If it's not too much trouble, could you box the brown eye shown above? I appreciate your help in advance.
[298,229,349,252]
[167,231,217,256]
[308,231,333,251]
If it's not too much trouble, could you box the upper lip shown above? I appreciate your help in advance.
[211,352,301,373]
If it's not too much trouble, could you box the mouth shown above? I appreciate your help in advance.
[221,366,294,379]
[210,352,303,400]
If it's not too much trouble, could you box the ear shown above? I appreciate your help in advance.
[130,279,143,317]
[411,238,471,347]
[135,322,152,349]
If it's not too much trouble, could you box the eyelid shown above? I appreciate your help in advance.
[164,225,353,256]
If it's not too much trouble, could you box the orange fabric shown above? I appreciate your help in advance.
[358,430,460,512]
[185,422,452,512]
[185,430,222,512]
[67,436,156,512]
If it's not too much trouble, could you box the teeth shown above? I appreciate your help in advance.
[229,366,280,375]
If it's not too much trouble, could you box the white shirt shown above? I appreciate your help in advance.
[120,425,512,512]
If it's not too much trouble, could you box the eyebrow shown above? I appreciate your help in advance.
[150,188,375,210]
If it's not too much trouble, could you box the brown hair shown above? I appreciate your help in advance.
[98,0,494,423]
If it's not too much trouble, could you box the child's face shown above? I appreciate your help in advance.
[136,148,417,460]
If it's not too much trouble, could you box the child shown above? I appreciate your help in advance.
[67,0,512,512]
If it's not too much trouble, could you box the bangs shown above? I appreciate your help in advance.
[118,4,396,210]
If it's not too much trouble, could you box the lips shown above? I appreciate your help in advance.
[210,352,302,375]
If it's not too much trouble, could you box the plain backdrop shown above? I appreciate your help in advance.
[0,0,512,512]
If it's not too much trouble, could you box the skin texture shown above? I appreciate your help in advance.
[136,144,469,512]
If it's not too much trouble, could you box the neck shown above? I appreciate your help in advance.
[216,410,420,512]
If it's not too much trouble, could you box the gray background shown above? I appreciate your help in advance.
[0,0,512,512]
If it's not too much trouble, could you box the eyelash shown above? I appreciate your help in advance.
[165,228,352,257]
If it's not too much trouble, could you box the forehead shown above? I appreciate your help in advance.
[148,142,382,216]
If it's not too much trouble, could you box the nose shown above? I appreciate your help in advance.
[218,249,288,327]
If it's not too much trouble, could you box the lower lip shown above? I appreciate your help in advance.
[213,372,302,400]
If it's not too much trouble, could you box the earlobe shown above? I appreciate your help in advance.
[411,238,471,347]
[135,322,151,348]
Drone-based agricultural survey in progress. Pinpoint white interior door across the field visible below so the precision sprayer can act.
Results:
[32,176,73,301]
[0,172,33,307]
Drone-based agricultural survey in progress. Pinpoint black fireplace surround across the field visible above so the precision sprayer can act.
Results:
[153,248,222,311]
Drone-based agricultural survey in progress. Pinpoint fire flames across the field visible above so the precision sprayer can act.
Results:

__Stated exercise__
Reproduce the rows between the line holding "the child shown" and the line holding "[118,4,396,210]", inclusive.

__Task result__
If it's not too much trouble, could you box the child shown above? I appreciate your help in advance.
[67,0,512,512]
If it's not too much trouble, could you box the bangs shown above? I appreciate your help in advance.
[118,4,396,210]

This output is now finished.